● WHAT NEEDS TO BE DONE
Rewrite the lines from the start of the records up to and including the line with "[(91, 215), (58, 254), (177, 216), (198, 249)]" as a numbered list, leaving out any blank lines.

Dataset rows
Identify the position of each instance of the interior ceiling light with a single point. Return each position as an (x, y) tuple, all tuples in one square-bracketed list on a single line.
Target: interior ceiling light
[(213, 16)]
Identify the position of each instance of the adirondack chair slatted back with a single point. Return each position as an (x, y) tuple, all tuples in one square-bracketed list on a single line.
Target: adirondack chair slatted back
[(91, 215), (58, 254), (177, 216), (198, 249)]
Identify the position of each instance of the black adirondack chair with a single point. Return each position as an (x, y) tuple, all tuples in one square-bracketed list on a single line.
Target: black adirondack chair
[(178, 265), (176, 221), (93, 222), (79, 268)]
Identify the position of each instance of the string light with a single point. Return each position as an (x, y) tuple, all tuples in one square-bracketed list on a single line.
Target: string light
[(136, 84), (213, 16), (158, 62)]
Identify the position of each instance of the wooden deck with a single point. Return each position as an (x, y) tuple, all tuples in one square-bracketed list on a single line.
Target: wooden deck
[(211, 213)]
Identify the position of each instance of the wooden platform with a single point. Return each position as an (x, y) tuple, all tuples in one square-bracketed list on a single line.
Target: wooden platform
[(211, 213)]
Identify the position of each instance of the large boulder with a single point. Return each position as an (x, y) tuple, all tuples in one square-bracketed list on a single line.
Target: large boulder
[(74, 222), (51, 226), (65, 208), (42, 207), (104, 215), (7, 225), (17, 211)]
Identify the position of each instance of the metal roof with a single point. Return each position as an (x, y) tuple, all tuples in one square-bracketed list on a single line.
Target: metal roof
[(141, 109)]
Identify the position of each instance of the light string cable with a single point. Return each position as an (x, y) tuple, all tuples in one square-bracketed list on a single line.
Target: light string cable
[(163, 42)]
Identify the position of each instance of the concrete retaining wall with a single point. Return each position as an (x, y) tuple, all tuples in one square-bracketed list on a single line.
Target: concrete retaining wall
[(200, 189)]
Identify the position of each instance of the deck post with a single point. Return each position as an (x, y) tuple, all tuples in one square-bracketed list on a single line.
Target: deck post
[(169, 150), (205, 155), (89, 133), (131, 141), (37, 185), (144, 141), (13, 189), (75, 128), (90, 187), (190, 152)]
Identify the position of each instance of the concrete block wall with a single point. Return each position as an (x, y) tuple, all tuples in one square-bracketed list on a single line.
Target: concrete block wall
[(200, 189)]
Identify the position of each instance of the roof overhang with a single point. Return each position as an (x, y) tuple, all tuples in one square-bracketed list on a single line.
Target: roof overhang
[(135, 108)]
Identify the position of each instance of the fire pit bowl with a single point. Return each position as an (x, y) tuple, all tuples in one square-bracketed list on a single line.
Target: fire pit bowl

● THE RESPONSE
1. Identify the position of each instance of the interior ceiling light with a single point. Return each position as an (x, y) tuple, all tuples in one square-bracketed list on a single line.
2. Target: interior ceiling light
3. [(213, 16)]
4. Identify the position of each instance of the adirondack chair slatted back with a single point. Return each position as an (x, y) tuple, all tuples in one square-bracketed list on a single line.
5. Target: adirondack chair slatted back
6. [(91, 215), (58, 254), (177, 216), (198, 249)]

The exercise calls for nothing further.